──────── EXTRAIT À LIRE ────────

« Faut être malade pour faire ça !» (par Thierry FRANCK)

Toute ressemblance avec des faits réels n’est pas fortuite.

« Faut être malade pour faire ça !»

7 heure du mat… le réveil, placé à deux pas du lit ne fait pas dans les sentiments et claironne à tue-tête. La cafetière, programmée, sous le lit, ahane comme un vieux fumeur au sommet d’un col. L’odeur du café embaume la chambre. C’est plus pratique que de dormir dans la cuisine. Seul le souvenir du ciel étoilé, cinq heures plus tôt, en raccompagnant les amis des agapes nocturnes, me fait ouvrir les yeux. Par le vélux, posé par dessus le lit, pas de nuage, pas de pluie, pas de neige, un ciel bleu pâle et même un lever de soleil !
Merci Guy, merci René.

« Faut être malade pour faire ça ! »

──────── SECTION DE DONNÉES ────────

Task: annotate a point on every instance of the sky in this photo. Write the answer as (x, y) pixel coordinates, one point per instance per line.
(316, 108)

────────

CONSIGNE:
Recopiez fidèlement, dans l'extrait à lire, le passage allant de « Toute ressemblance avec » jusqu'à « Guy, merci René. ».

RÉSULTAT DE L'EXERCICE:
Toute ressemblance avec des faits réels n’est pas fortuite.

« Faut être malade pour faire ça !»

7 heure du mat… le réveil, placé à deux pas du lit ne fait pas dans les sentiments et claironne à tue-tête. La cafetière, programmée, sous le lit, ahane comme un vieux fumeur au sommet d’un col. L’odeur du café embaume la chambre. C’est plus pratique que de dormir dans la cuisine. Seul le souvenir du ciel étoilé, cinq heures plus tôt, en raccompagnant les amis des agapes nocturnes, me fait ouvrir les yeux. Par le vélux, posé par dessus le lit, pas de nuage, pas de pluie, pas de neige, un ciel bleu pâle et même un lever de soleil !
Merci Guy, merci René.